YOUR ASSIGNMENT: Write out each entry below exactly. Do not include the images.

DATASET ENTRIES:

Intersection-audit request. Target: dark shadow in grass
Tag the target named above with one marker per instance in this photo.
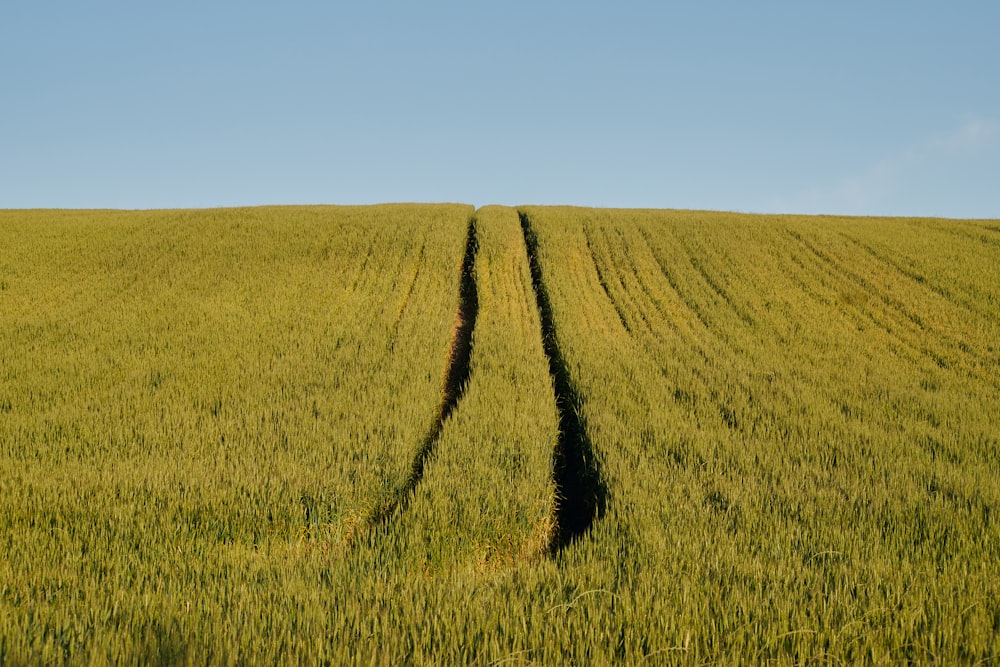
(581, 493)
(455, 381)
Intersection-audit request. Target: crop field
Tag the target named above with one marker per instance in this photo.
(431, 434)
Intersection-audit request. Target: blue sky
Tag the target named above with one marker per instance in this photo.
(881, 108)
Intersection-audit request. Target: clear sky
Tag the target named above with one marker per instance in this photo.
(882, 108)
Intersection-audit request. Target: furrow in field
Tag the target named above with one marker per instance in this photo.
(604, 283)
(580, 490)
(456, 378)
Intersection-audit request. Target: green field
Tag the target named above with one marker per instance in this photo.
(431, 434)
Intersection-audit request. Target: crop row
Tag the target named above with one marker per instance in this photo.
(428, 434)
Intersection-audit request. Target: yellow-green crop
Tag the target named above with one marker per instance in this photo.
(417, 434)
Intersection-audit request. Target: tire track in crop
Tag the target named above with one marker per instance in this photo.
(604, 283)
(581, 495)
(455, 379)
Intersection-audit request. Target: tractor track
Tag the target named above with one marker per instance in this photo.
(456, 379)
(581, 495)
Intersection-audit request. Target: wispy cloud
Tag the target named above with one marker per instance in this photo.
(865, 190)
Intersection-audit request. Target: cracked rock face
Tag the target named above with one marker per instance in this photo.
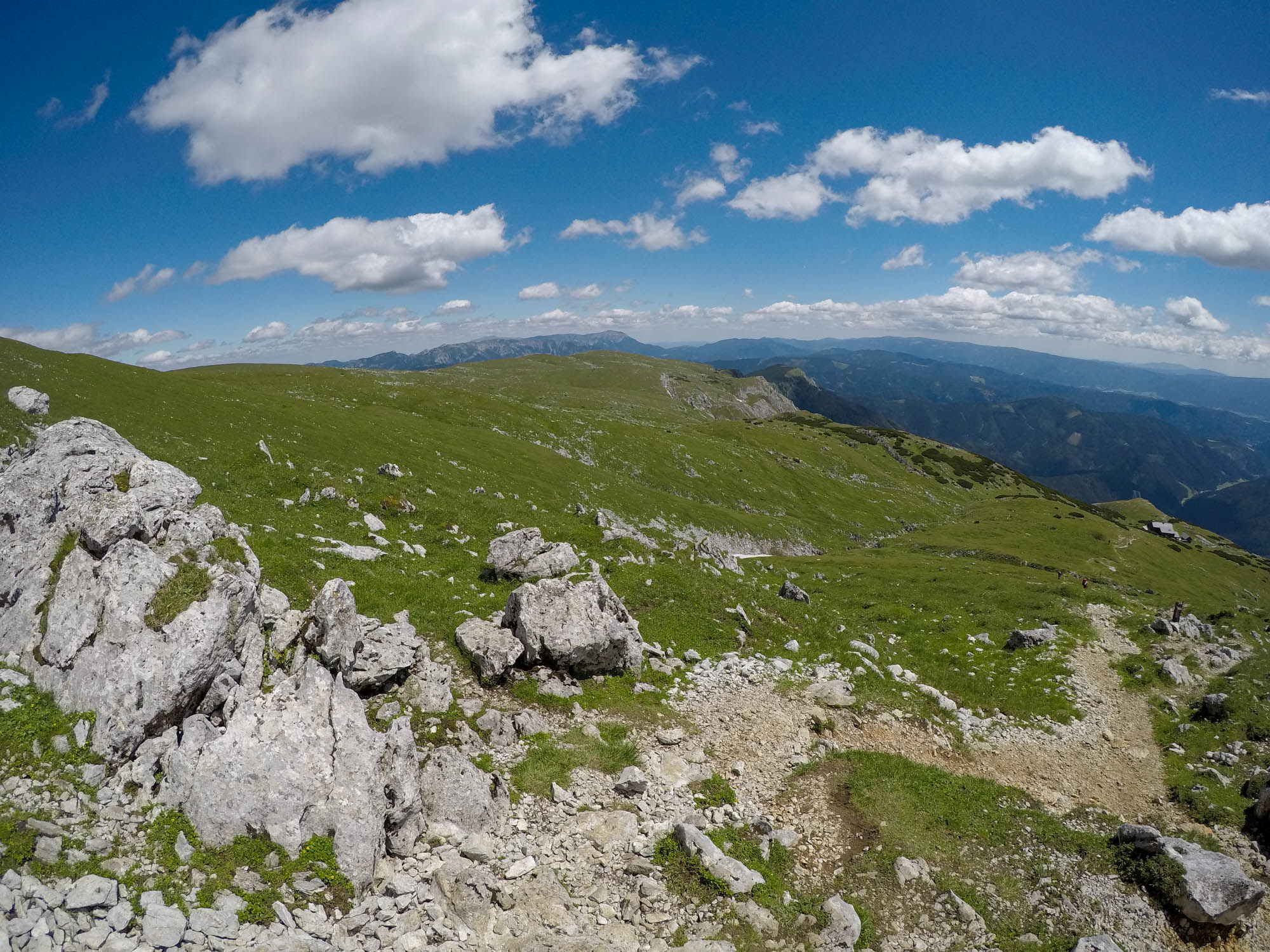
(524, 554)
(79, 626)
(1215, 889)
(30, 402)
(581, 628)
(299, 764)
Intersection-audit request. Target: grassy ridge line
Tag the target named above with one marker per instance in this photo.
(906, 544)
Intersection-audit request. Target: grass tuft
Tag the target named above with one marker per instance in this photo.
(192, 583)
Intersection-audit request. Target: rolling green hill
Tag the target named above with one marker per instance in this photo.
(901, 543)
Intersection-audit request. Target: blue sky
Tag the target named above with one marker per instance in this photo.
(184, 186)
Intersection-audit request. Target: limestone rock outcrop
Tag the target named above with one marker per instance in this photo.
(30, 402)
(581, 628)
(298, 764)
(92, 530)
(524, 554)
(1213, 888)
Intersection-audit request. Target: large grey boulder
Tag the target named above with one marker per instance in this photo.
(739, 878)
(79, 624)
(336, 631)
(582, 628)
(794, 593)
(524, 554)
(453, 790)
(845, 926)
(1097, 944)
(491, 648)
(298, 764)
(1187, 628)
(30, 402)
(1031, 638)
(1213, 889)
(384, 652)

ANSWER FOR THIS EXERCISE:
Intersection-audit request. Target: dark shadow in grass
Tag the target named above with one marker per instance in this photo.
(581, 493)
(455, 381)
Intersection-audit request. Target: crop field
Tag the target named above with one marker per instance in this photo.
(431, 434)
Intersection-audit request. Target: blue sky
Tag the target named above with one marker per instance in this photo.
(881, 108)
Intersection-audit request. Target: clear sky
Tag the target named above with one marker per instance in this photo.
(882, 108)
Intersection-audit request. Target: furrow in field
Tag the target named above with one marker per instance in this photo.
(604, 283)
(580, 490)
(456, 378)
Intersection-audit request. Target: green field
Tag the target named above with one marker per instance in this photo.
(431, 434)
Intersection-audit request. Target: crop row
Tag the target named above with one marker per instance in this photo.
(428, 434)
Intersection-audit request. Target: yellow-green crop
Tag the target named above with one marker per instance in this photo.
(417, 434)
Intersection-audit request. Target: tire track in crop
Tag the target named above with one marker per instance in this photo.
(604, 283)
(581, 495)
(455, 379)
Intersection-audit request. Target: tractor track
Tag the target named above with one marker per instance in this photo.
(456, 379)
(581, 495)
Intersection-audit request. Target: wispy cloud
Tag the target named above with one marker per instance in this photo.
(865, 190)
Intersection-audit request. Target: cracked rock face
Tag the target named above with one marker per instance in this photo.
(524, 554)
(79, 626)
(1215, 889)
(30, 402)
(581, 628)
(299, 764)
Intersection-audit request. Target: grassy ridge line
Tag the target named above with one marker per instance in this photo.
(906, 544)
Intersection-audit request. Target: grass tuft
Tag the target named above with one marker per instance in this photo.
(192, 583)
Intersection-audit request. Target: rolling green hill
Tag the target named above with one marker per instance in this photo.
(901, 543)
Intersection-audit request. Target: blue sky
Tag the target named above with one marker per instance in this photo.
(184, 186)
Intersection-audit request. Target: limestone rock outcrop
Tag the target named above with one marker per instance in this photo.
(30, 402)
(581, 628)
(298, 764)
(92, 530)
(524, 554)
(1213, 888)
Intersection-audit request. Target: large grey boulder
Tag the target named above with one marker per instance in this photo.
(739, 878)
(79, 624)
(336, 631)
(582, 628)
(794, 593)
(524, 554)
(453, 790)
(845, 926)
(1097, 944)
(491, 648)
(298, 764)
(1187, 628)
(30, 402)
(1031, 638)
(1213, 889)
(384, 652)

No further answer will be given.